=== OBJECTIF ===
Répondez à ces questions à l'aide du texte ci-dessous sur les sous-traitants du luxe :
(a) Quel ministère a établi la charte des bonnes pratiques en 2010 ?
(b) Quel est le nom de la campagne lancée par la CSF en 2019, et qui la finance ?
(c) En plus d'intégrer l'activité des sous-traitants les plus fragiles, qu'inventent les maisons ?

=== DOCUMENT SOURCE ===
--

L’organisation de la filière avait fait l’objet d’initiatives à haut niveau en la matière. Les relations ont été dans un premier temps encadrées par une charte des bonnes pratiques entre donneurs d’ordre et sous-traitants du luxe, établie par le ministère de l’Industrie en 2010. Dans un second temps, l’étude10 menée par le cabinet Mazars (Seraidarian, 2014) et commandée par le ministère du Redressement productif a souligné l’importance du tissu productif en avertissant qu’une perte des savoir-faire serait un frein au développement de l’industrie du luxe en France : « L’appauvrissement du tissu industriel représente un enjeu global pour la filière [de la chaussure] française puisqu’il limite les capacités de production pour le luxe (grandes marques et jeunes créateurs), alors que le potentiel de développement à l’international est important. » La constitution d’un contrat issu du comité stratégique de filière Mode et Luxe en 2019 a également participé à défendre les savoir-faire nationaux. Par exemple, la CSF a lancé dès 2019 une campagne de promotion des métiers techniques pour l’ensemble des filières Mode et Luxe, « Savoir pour faire », financée par Opco 2i.
Les maisons ne se contentent pas d’intégrer l’activité des sous-traitants les plus fragiles, elles inventent aussi des schémas de soutien économique, selon Darène (2012) et Depeyre et al. (2017), pour éviter la perte des savoir-faire et instaurer un climat de confiance en maintenant un minimum d’activité.

--

=== EXTRAITS DE LISTE ===

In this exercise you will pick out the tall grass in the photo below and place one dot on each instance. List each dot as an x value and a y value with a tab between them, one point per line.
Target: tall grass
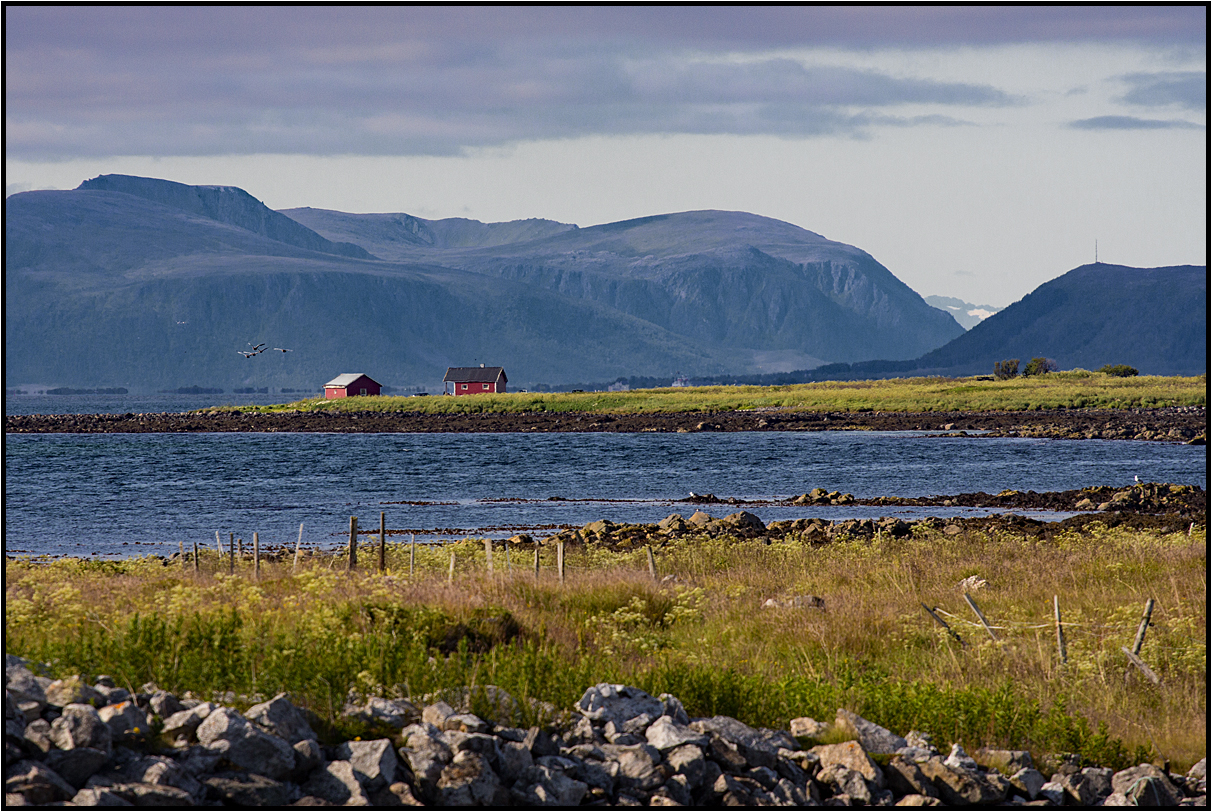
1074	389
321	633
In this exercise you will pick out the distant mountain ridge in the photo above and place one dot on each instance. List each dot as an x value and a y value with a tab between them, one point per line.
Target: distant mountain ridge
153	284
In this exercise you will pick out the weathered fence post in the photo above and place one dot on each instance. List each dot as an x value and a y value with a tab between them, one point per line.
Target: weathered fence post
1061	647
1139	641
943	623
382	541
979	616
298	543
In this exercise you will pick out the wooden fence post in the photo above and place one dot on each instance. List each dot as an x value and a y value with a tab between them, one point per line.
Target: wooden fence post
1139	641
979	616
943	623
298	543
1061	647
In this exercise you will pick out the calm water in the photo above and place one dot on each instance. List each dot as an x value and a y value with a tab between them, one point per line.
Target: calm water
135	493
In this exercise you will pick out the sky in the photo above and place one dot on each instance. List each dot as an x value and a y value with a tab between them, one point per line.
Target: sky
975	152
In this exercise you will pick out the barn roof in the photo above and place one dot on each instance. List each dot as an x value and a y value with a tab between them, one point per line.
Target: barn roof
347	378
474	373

--

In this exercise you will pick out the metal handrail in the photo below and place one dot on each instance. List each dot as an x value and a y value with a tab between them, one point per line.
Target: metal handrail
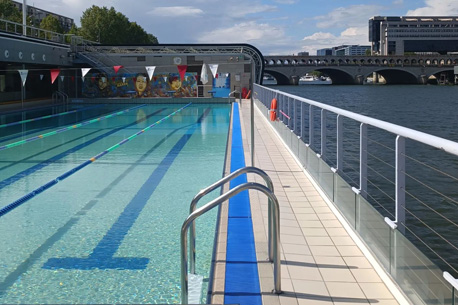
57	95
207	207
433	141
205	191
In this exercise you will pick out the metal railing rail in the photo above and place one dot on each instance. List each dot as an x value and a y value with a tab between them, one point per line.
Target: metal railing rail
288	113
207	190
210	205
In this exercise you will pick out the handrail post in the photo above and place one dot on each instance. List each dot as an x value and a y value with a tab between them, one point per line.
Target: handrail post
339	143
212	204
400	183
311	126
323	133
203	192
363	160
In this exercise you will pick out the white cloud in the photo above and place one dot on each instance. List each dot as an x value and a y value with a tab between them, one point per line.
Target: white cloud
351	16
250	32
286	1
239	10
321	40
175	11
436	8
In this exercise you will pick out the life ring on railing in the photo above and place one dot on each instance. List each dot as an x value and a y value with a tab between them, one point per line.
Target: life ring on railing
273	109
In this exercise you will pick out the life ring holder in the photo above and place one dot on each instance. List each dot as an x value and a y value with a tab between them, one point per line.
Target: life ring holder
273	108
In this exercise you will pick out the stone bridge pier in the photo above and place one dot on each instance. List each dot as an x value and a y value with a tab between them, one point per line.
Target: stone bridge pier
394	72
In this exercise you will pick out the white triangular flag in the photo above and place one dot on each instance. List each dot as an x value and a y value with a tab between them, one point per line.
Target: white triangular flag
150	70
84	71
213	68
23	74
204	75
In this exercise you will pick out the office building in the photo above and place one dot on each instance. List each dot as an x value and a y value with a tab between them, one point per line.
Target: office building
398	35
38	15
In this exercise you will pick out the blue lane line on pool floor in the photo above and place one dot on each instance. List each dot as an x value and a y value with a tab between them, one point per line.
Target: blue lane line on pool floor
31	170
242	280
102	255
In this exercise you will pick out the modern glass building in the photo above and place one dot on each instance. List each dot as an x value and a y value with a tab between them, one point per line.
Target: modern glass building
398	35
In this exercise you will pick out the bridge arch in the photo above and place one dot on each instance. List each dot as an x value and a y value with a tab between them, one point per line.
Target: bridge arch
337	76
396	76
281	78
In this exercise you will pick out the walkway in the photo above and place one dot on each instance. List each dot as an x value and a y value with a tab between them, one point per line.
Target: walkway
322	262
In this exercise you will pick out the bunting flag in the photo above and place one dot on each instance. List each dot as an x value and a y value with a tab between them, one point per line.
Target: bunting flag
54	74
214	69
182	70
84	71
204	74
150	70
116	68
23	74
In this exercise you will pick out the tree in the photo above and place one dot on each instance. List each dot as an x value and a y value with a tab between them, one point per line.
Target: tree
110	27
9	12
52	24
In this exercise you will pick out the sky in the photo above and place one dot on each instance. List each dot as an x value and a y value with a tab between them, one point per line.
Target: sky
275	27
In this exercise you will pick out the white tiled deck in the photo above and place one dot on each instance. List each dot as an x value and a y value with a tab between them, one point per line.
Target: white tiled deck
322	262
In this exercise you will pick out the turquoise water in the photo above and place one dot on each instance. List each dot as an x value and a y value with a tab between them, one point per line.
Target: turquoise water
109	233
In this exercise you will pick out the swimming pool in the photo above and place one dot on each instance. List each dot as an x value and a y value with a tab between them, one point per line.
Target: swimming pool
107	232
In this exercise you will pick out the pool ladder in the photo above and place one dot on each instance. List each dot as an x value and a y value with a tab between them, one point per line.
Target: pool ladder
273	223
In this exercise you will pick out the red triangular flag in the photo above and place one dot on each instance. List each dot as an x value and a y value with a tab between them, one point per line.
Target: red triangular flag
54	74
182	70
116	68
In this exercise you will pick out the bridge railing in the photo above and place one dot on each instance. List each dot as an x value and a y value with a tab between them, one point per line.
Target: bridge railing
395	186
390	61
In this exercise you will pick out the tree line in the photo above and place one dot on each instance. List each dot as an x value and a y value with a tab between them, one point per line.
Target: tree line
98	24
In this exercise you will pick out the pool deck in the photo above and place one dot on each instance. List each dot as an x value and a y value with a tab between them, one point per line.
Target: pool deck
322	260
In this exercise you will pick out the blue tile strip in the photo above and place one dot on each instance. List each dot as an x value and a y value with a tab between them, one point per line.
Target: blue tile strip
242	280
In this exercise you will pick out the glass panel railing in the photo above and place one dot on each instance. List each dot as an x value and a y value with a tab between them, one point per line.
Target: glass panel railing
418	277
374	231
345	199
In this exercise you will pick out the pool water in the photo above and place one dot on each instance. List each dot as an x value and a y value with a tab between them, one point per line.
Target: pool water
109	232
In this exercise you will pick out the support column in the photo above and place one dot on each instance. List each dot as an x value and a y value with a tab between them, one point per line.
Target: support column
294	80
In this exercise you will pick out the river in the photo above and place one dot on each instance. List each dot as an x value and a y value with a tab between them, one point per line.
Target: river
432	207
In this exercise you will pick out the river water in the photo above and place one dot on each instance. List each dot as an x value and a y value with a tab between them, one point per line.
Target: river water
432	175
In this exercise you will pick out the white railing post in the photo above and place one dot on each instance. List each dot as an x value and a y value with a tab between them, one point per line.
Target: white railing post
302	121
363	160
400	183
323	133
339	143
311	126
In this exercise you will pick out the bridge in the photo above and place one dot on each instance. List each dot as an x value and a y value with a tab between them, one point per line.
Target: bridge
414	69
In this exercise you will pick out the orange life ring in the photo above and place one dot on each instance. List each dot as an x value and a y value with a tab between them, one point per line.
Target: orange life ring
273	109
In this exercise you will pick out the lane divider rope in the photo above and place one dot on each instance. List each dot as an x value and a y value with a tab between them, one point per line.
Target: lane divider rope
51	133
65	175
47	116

--

=== RÉPONSE ATTENDUE ===
(a) Le ministère de l'Industrie.
(b) « Savoir pour faire », financée par Opco 2i.
(c) Des schémas de soutien économique.